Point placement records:
::::
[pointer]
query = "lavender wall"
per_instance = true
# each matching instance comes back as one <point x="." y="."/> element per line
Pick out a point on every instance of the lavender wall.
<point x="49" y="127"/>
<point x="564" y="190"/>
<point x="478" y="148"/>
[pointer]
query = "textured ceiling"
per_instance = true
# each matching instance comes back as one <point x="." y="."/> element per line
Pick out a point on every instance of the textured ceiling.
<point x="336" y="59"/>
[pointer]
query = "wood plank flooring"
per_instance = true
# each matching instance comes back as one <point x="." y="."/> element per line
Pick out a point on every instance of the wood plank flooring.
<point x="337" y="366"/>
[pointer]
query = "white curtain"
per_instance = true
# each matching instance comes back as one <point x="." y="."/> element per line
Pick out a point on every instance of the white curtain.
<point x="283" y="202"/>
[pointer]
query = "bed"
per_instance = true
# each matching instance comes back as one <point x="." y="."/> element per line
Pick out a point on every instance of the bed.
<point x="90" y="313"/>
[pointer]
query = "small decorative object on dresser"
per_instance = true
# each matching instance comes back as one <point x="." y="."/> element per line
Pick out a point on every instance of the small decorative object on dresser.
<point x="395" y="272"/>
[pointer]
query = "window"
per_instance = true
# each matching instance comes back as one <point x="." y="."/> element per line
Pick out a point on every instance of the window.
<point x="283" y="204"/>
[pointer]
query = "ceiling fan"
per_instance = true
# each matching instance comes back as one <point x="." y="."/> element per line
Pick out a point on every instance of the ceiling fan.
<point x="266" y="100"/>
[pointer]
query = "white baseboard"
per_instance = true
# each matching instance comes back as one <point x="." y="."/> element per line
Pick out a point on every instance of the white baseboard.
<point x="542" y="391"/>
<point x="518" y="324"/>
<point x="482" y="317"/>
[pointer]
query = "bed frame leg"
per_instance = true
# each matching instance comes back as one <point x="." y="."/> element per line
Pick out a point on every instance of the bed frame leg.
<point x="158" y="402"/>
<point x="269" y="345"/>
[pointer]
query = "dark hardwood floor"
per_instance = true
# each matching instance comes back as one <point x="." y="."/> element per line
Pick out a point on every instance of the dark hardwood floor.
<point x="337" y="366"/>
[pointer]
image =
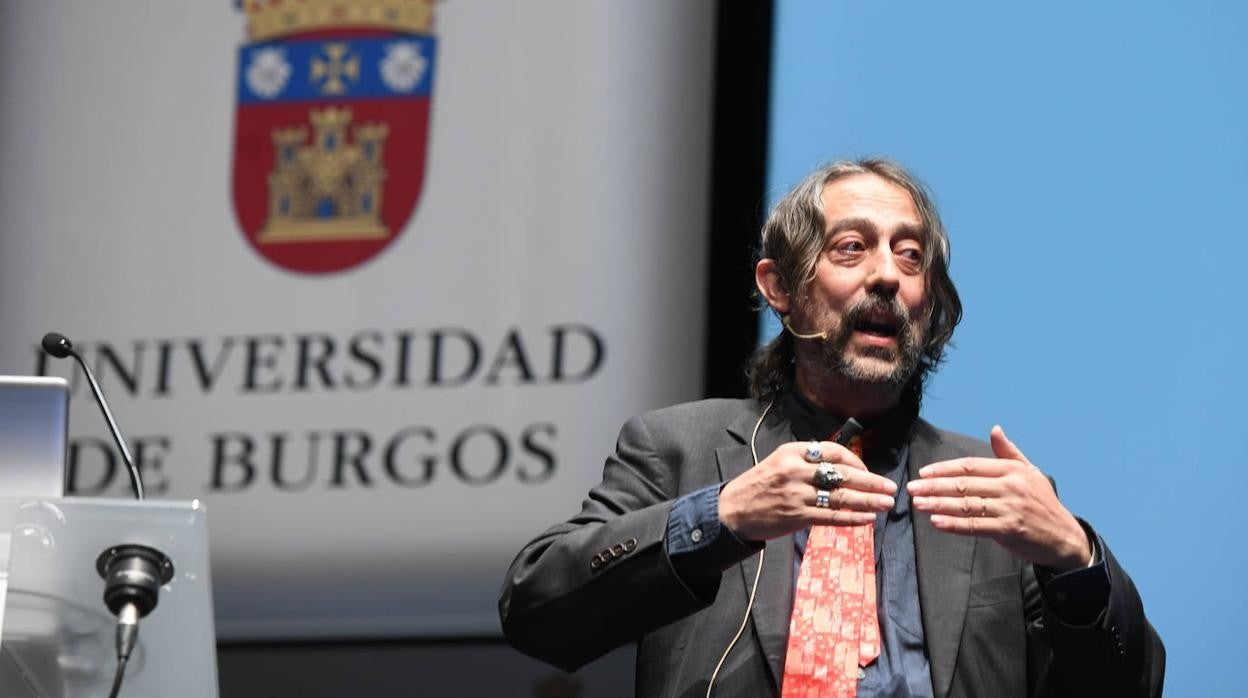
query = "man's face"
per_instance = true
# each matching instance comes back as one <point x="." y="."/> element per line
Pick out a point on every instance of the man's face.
<point x="869" y="289"/>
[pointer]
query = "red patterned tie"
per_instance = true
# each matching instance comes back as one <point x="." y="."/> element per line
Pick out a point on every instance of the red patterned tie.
<point x="834" y="628"/>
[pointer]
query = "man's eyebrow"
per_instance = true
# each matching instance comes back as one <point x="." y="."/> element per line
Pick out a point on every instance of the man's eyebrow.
<point x="911" y="230"/>
<point x="866" y="225"/>
<point x="862" y="225"/>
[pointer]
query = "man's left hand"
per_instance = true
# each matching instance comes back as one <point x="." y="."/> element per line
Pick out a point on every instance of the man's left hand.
<point x="1005" y="498"/>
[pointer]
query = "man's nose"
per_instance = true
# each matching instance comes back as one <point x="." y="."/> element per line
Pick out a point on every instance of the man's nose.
<point x="884" y="277"/>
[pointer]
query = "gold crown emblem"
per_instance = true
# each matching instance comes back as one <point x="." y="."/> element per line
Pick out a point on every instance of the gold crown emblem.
<point x="270" y="19"/>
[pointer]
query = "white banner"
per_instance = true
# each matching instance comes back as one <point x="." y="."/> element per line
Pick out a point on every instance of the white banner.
<point x="377" y="281"/>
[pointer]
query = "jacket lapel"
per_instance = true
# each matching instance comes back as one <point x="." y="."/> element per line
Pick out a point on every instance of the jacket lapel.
<point x="773" y="602"/>
<point x="944" y="568"/>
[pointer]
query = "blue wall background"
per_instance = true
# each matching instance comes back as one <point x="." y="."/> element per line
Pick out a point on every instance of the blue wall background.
<point x="1091" y="164"/>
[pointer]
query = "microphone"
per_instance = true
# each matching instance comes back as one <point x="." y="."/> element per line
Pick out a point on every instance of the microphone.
<point x="784" y="320"/>
<point x="60" y="346"/>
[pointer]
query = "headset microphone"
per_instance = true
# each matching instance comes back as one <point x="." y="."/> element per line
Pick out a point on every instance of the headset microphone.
<point x="799" y="335"/>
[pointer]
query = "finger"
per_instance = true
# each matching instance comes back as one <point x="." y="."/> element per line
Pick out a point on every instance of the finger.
<point x="838" y="453"/>
<point x="853" y="478"/>
<point x="867" y="481"/>
<point x="960" y="507"/>
<point x="980" y="527"/>
<point x="982" y="467"/>
<point x="1004" y="447"/>
<point x="853" y="500"/>
<point x="956" y="486"/>
<point x="839" y="517"/>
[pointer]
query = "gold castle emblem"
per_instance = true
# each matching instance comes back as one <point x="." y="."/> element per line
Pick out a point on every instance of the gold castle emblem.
<point x="330" y="190"/>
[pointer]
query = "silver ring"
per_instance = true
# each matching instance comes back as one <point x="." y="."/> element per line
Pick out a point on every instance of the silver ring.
<point x="814" y="453"/>
<point x="828" y="477"/>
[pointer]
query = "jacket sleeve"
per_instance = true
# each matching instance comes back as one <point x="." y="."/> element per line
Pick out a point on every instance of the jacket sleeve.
<point x="603" y="578"/>
<point x="1116" y="654"/>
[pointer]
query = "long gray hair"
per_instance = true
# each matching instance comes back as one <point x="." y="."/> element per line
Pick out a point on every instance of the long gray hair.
<point x="794" y="239"/>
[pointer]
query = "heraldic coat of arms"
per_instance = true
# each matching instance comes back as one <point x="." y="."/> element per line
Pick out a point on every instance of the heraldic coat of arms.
<point x="331" y="129"/>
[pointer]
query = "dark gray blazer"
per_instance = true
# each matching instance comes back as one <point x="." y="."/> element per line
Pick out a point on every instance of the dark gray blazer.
<point x="989" y="631"/>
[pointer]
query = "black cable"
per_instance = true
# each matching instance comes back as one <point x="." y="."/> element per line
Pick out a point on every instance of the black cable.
<point x="116" y="679"/>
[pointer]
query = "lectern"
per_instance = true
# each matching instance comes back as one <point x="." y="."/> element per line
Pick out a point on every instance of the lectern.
<point x="56" y="637"/>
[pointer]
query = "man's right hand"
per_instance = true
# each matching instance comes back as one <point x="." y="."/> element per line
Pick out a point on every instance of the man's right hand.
<point x="778" y="496"/>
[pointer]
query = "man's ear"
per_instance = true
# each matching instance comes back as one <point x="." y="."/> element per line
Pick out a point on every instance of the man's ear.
<point x="766" y="277"/>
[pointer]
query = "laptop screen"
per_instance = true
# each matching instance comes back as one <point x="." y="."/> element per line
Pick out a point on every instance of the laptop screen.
<point x="34" y="422"/>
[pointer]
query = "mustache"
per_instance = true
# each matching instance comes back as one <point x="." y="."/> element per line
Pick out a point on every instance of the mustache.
<point x="876" y="309"/>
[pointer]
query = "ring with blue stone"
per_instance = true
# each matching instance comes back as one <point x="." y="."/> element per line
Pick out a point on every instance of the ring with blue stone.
<point x="823" y="498"/>
<point x="814" y="453"/>
<point x="828" y="477"/>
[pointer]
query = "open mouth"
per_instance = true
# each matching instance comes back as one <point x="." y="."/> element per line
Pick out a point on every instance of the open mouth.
<point x="879" y="326"/>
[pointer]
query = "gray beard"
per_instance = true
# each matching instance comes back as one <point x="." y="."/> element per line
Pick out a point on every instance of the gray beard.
<point x="833" y="356"/>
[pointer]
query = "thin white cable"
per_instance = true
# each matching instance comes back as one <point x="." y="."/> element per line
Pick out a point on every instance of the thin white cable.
<point x="758" y="573"/>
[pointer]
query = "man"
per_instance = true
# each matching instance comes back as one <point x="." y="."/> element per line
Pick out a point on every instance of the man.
<point x="748" y="553"/>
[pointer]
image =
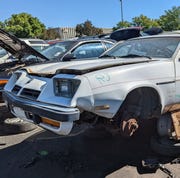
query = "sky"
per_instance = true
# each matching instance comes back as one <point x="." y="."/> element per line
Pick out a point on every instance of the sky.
<point x="69" y="13"/>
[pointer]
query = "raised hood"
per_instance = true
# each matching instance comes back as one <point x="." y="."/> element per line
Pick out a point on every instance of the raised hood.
<point x="16" y="47"/>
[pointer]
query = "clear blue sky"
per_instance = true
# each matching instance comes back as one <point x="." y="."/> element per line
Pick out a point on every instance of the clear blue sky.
<point x="69" y="13"/>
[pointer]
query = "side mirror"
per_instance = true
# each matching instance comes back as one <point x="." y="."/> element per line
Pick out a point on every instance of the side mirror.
<point x="68" y="57"/>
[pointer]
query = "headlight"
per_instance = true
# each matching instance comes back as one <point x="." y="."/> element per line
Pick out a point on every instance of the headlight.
<point x="65" y="87"/>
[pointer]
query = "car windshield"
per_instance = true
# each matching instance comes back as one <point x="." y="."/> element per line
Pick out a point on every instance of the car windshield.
<point x="55" y="50"/>
<point x="3" y="52"/>
<point x="157" y="47"/>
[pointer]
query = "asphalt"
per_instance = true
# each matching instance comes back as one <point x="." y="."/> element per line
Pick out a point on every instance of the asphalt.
<point x="41" y="154"/>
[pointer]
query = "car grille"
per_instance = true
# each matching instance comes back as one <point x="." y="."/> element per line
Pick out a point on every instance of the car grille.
<point x="29" y="93"/>
<point x="16" y="89"/>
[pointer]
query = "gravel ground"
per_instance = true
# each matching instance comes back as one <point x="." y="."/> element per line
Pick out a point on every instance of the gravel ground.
<point x="41" y="154"/>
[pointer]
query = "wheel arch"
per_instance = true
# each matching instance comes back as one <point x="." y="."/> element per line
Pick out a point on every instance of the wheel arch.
<point x="147" y="93"/>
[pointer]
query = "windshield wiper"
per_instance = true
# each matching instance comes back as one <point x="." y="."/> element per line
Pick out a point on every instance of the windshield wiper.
<point x="107" y="56"/>
<point x="134" y="55"/>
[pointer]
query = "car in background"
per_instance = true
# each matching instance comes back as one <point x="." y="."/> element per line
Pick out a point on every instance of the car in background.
<point x="37" y="44"/>
<point x="134" y="81"/>
<point x="132" y="32"/>
<point x="4" y="55"/>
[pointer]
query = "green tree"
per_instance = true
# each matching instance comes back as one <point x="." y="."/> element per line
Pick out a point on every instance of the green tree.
<point x="1" y="24"/>
<point x="171" y="20"/>
<point x="123" y="24"/>
<point x="88" y="29"/>
<point x="50" y="34"/>
<point x="23" y="25"/>
<point x="145" y="22"/>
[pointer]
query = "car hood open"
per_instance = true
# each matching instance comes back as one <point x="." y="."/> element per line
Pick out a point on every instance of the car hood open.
<point x="16" y="47"/>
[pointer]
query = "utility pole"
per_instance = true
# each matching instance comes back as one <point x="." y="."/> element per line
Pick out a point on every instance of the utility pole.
<point x="121" y="11"/>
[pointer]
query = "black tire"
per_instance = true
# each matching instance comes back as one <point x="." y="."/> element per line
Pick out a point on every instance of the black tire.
<point x="165" y="146"/>
<point x="16" y="126"/>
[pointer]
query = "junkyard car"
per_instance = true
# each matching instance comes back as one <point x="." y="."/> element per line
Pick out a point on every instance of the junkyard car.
<point x="135" y="80"/>
<point x="24" y="54"/>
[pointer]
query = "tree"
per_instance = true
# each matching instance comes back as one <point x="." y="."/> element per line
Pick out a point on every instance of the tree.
<point x="50" y="34"/>
<point x="171" y="20"/>
<point x="1" y="24"/>
<point x="145" y="22"/>
<point x="123" y="24"/>
<point x="88" y="29"/>
<point x="23" y="25"/>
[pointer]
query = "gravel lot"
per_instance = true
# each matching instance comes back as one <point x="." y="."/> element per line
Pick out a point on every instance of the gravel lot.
<point x="41" y="154"/>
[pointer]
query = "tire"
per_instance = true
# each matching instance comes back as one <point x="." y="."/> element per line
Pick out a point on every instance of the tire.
<point x="165" y="146"/>
<point x="16" y="126"/>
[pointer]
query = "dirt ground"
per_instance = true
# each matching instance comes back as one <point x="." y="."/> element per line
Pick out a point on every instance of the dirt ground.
<point x="41" y="154"/>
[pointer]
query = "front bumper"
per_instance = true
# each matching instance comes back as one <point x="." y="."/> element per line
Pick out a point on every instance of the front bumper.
<point x="34" y="111"/>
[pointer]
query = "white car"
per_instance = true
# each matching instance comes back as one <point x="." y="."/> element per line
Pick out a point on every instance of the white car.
<point x="135" y="80"/>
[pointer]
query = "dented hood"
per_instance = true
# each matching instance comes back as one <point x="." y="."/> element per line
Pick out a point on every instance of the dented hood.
<point x="16" y="47"/>
<point x="80" y="67"/>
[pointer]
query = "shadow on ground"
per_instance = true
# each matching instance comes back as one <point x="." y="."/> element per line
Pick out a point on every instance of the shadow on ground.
<point x="73" y="157"/>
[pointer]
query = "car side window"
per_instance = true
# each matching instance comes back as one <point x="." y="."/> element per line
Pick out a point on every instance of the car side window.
<point x="88" y="50"/>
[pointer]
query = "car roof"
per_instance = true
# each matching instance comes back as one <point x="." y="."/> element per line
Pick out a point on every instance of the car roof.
<point x="16" y="47"/>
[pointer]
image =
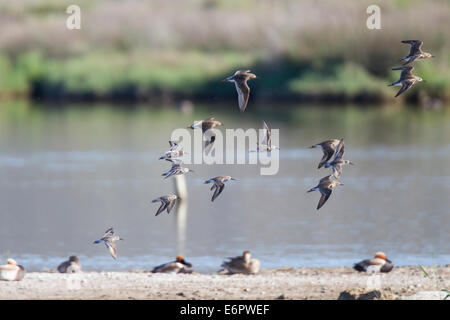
::::
### Task details
From the records above, extract every line that contains the string "stone" and copy each one.

### Written solution
query = "ring with blue stone"
Pick out a point on every instance of the ring with blue stone.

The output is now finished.